• [Stated goal]
Pull out every line of the records below that contains the string "hoop", and copy each one in full.

(Labeled region records)
=====
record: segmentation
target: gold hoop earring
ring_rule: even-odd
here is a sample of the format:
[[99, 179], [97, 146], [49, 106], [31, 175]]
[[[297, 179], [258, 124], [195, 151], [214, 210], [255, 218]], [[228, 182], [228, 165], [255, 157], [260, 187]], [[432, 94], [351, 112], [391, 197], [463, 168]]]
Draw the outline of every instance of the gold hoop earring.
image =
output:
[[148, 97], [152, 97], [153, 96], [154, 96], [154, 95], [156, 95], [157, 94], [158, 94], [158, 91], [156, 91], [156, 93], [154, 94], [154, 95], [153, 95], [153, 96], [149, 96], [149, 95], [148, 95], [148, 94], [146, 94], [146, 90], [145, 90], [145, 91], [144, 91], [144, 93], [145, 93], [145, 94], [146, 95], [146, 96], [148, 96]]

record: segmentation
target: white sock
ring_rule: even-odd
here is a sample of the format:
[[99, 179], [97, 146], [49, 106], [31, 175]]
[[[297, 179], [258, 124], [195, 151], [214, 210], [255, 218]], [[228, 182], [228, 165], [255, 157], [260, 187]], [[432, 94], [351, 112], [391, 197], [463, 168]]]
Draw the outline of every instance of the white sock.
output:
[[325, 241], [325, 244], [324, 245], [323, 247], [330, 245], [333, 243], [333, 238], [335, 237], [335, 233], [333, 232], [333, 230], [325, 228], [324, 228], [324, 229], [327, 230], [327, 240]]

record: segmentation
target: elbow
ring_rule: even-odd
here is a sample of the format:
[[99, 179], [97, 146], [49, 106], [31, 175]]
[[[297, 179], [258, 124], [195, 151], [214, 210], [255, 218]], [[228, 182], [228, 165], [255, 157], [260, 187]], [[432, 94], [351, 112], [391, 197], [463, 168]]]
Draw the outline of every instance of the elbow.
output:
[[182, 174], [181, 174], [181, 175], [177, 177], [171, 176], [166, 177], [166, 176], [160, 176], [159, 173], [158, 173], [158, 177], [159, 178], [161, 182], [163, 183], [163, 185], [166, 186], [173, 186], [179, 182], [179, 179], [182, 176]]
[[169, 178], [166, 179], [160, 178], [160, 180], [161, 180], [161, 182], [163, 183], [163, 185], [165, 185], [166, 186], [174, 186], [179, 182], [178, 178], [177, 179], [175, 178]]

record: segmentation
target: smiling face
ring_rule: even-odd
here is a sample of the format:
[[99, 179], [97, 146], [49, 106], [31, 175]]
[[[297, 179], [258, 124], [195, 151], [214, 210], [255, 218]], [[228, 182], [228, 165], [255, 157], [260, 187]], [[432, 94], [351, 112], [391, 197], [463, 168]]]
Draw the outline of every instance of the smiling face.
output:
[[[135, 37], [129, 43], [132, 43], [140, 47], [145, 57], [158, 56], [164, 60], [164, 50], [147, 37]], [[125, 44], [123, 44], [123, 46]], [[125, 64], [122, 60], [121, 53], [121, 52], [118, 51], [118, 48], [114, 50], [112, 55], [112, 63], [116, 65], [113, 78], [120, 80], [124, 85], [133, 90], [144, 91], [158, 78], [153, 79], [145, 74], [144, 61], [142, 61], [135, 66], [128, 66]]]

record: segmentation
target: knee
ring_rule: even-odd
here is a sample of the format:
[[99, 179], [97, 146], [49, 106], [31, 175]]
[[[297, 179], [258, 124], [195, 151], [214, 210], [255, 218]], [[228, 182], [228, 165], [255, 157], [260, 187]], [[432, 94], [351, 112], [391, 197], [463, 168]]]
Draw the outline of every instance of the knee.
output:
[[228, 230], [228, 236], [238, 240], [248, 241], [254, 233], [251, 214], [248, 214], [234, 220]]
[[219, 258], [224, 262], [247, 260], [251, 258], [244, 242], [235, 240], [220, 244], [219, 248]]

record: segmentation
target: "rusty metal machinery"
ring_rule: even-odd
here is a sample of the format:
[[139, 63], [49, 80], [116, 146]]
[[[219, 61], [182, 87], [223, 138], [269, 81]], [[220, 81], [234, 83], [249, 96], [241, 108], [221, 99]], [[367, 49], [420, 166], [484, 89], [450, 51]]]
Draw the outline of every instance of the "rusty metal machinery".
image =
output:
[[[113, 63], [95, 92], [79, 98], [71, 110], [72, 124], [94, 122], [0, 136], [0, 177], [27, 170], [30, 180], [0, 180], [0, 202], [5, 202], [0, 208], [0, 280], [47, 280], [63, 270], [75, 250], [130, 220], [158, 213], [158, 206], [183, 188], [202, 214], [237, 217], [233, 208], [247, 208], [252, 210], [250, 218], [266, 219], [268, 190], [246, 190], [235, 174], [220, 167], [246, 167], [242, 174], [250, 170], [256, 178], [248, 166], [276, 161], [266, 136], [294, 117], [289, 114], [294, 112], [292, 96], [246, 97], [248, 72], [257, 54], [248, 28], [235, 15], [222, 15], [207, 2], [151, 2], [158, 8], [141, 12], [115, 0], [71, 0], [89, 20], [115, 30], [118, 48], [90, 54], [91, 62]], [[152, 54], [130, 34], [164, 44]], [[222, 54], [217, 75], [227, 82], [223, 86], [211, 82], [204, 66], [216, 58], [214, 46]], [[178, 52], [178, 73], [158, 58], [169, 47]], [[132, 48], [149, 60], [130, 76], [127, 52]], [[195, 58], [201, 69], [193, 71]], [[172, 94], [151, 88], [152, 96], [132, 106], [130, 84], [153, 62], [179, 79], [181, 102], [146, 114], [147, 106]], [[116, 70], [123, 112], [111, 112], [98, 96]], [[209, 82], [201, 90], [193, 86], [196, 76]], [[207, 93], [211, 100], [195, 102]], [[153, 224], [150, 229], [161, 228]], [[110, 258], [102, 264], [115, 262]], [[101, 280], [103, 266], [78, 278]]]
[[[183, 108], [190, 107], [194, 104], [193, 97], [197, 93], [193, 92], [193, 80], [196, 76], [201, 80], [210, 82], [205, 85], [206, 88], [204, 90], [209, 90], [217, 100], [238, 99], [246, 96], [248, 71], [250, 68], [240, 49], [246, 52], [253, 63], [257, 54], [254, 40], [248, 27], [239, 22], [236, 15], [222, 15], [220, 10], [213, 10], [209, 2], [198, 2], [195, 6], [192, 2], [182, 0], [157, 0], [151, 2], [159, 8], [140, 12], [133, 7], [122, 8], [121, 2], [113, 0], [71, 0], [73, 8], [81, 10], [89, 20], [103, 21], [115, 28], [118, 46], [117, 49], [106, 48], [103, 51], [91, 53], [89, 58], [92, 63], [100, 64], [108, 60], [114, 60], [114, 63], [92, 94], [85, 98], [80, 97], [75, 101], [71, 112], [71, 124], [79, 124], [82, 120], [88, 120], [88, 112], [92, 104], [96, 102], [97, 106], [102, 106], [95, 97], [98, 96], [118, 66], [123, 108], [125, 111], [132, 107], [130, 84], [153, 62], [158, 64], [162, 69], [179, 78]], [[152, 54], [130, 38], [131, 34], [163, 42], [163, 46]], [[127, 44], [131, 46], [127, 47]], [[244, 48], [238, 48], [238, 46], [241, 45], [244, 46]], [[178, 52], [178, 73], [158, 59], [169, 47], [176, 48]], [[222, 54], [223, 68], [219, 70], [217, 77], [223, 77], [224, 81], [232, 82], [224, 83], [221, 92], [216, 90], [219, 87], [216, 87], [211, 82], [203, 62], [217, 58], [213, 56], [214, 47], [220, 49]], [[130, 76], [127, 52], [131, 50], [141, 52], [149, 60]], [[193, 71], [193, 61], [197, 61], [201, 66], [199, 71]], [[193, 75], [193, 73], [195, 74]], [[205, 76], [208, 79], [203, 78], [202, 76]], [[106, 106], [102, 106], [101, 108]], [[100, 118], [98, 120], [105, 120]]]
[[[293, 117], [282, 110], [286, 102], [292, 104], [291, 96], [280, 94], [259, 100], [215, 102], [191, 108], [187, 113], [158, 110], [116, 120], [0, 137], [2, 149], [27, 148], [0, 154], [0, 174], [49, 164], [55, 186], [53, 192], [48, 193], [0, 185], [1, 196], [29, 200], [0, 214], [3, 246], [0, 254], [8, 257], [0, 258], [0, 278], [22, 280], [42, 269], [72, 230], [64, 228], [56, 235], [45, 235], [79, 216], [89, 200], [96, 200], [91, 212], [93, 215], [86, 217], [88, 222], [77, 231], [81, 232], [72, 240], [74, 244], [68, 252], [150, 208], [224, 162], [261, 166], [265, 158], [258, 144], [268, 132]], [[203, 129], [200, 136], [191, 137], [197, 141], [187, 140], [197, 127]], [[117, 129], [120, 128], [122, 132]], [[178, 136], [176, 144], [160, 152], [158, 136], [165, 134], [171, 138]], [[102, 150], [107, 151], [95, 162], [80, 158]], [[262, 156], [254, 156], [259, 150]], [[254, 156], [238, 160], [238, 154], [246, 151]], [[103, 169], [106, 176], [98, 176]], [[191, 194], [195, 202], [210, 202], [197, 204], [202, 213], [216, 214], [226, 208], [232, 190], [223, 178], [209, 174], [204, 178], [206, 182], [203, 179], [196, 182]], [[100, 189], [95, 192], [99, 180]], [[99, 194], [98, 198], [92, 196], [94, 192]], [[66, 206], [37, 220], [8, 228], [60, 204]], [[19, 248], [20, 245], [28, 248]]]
=====
• [Answer to the problem]
target: gold hoop earring
Draw the outline of every instance of the gold hoop earring.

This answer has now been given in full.